(SUPPLIED TEXT Opens)
New Beginnings Pregnancy Center offers help, hope for mothers, babies

Patti Snowden (left), assistant director of New Beginnings Pregnancy Center, and volunteer Tara Dennie count and sort donated diapers to distribute to clients at the ministry center.
(Photos by Pam Henderson)

New Beginnings Pregnancy Center offers help, hope for mothers, babies

New Beginnings Pregnancy Center in Benton, Arkansas, has had a few new beginnings of its own over the past several years.

Originally established in 2003 as a nonprofit ministry to pregnant teens, it has grown to serve women of any age who can benefit from the ministry’s resources.

In recent years, New Beginnings has expanded to include ultrasound exams and pregnancy testing in addition to offering material resources such as diapers, wipes, baby formula and gently used clothes for babies up to 24 months old.

The center also provides confidential counseling, mentoring, parenting classes and Bible studies.
(SUPPLIED TEXT Closes)
(RAW DATA Opens)
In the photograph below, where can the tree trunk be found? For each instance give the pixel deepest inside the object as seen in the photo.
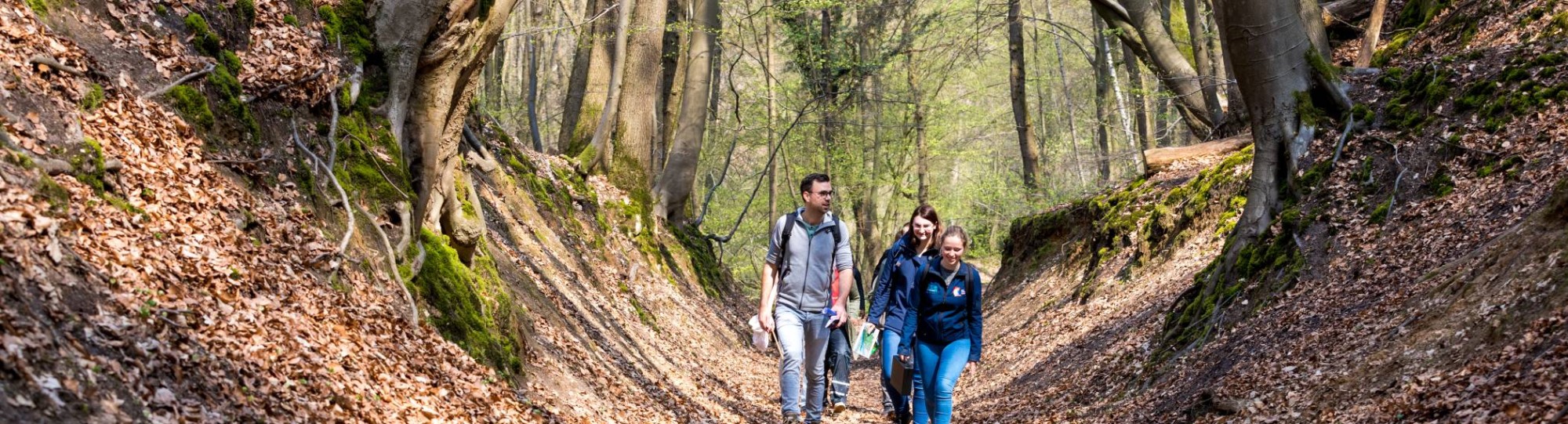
(1102, 103)
(435, 73)
(1067, 96)
(1141, 26)
(774, 145)
(1374, 31)
(1026, 129)
(1141, 101)
(675, 184)
(1203, 59)
(1271, 79)
(603, 145)
(637, 125)
(589, 82)
(921, 167)
(673, 63)
(1122, 107)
(RAW DATA Closes)
YOUR INSTRUCTIONS — In the pregnancy center article, up to what age are babies covered by the gently used clothes the center offers?

TASK RESULT — Up to 24 months old.